- The input:
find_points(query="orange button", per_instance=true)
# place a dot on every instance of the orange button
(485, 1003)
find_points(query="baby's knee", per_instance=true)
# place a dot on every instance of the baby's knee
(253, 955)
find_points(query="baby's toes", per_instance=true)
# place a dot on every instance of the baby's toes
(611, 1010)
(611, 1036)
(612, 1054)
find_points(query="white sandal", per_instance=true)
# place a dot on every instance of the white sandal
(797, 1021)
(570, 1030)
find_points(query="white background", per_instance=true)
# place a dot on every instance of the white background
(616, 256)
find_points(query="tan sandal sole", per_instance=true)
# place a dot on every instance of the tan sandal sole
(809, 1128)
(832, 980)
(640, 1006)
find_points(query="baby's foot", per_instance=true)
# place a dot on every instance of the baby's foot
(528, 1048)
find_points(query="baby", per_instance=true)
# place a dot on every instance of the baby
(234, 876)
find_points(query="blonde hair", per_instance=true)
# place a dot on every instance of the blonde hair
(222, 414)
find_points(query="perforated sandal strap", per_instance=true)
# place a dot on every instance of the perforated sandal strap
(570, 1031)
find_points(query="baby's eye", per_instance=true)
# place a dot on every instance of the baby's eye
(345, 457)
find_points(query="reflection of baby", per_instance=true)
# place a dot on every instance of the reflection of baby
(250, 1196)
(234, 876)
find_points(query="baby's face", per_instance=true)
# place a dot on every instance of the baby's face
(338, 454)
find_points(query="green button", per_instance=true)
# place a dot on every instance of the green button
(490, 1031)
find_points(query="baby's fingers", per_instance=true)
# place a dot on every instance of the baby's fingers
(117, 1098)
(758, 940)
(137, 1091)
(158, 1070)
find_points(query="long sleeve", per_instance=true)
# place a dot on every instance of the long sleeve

- Stated task: Return every item above unchanged, line for line.

- In response:
find_points(query="orange button", per_instance=true)
# place a dot on every instance of the orange button
(485, 1003)
find_points(query="baby's knee", per_instance=true)
# place a dot on every instance of the baby's knee
(253, 955)
find_points(query="baby's toes", per_instance=true)
# place a dot on every instance of the baby's toes
(611, 1010)
(611, 1036)
(612, 1054)
find_points(query="white sandal", per_instance=true)
# place a dot on every instance of the white sandal
(797, 1021)
(570, 1030)
find_points(query="white background", per_instance=true)
# place a dot on every instance of the white background
(616, 256)
find_points(query="tan sandal sole", per_instance=true)
# place a dot on every instance of the tan sandal sole
(809, 1128)
(832, 980)
(640, 1006)
find_points(query="baby's foot", per_instance=true)
# place a dot on every instance of the baby's foot
(528, 1048)
find_points(query="baby", per_instance=true)
# place a dot on every instance of the baby
(234, 876)
find_points(query="blonde hair", per_instance=true)
# place a dot on every instance of the blonde hair
(222, 414)
find_points(query="perforated sandal strap", per_instance=true)
# place a dot on every instance of the perforated sandal strap
(570, 1031)
find_points(query="baby's eye", per_instance=true)
# place a dot on every instance of the baby's eye
(345, 457)
find_points(query="reflection of baby", per_instance=true)
# place a dot on every instance of the reflection of baby
(250, 1196)
(234, 876)
find_points(query="baby's face", per_instance=true)
# place a dot on every instance of the baby's face
(338, 454)
find_points(query="green button", per_instance=true)
# place a dot on every instance of the green button
(490, 1031)
find_points(query="baby's fingers", per_instance=true)
# place a dot on every instance of the baby's fingers
(117, 1098)
(758, 940)
(137, 1091)
(158, 1070)
find_points(query="long sleeve", per_instance=true)
# place a dot on every instance of the long sleeve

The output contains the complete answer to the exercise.